DIRECTIONS FOR THIS TASK —
Read through the lines below and copy the ones holding the string "listed".

============================================================

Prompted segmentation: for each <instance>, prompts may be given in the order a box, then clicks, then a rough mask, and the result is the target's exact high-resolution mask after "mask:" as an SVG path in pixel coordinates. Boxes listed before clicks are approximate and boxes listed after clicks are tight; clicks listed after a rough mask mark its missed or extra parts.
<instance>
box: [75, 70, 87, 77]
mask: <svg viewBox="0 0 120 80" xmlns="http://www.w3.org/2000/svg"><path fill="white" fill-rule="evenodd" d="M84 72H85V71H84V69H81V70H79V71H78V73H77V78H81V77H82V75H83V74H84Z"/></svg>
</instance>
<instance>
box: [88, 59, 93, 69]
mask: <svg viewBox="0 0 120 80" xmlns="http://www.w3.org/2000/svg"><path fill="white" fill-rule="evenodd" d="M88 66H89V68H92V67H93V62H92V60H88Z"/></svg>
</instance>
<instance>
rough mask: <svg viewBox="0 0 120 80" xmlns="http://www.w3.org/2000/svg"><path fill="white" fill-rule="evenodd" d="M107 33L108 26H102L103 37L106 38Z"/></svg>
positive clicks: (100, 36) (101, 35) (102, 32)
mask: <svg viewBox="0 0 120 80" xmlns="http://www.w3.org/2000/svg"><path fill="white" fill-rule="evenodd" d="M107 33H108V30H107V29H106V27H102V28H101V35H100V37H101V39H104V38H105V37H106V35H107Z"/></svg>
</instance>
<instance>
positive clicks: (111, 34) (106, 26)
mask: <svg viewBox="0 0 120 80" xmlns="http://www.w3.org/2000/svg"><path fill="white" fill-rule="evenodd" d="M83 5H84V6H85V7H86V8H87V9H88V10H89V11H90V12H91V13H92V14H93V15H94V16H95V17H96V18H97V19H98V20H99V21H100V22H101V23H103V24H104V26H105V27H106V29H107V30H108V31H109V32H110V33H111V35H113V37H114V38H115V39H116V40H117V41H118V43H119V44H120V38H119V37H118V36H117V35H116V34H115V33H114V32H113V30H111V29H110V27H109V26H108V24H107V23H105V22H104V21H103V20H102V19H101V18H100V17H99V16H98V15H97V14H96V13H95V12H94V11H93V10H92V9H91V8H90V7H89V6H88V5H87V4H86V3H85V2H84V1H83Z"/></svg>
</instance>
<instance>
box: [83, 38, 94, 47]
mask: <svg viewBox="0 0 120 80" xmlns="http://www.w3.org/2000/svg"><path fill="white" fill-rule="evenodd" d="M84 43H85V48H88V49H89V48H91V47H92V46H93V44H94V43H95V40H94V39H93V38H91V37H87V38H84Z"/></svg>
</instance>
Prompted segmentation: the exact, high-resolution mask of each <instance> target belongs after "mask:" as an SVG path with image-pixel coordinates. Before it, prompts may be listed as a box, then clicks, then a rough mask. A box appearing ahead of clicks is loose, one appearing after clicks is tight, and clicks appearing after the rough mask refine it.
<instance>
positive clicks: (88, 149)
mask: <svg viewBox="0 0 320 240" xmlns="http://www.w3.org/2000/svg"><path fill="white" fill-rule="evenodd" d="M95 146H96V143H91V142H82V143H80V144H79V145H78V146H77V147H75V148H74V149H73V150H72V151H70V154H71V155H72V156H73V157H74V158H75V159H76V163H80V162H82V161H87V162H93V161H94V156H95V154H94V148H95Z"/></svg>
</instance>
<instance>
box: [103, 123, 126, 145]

============================================================

EXERCISE RESPONSE —
Prompted segmentation: for each <instance>, prompts may be given in the order a box, then clicks, then a rough mask, and the result is the target's exact high-resolution mask after "mask:" as an SVG path in pixel coordinates. Boxes listed before clicks are approximate and boxes listed after clicks are tight; clicks listed after a rough mask mark its missed or extra parts.
Prompted segmentation: the exact, high-resolution mask of each <instance> target belongs after "mask:" as an SVG path with image-pixel coordinates. Before it, prompts may be listed as a box, then clicks, then a rough mask. A box appearing ahead of clicks is loose, one appearing after clicks is tight, and clicks appearing after the rough mask refine it.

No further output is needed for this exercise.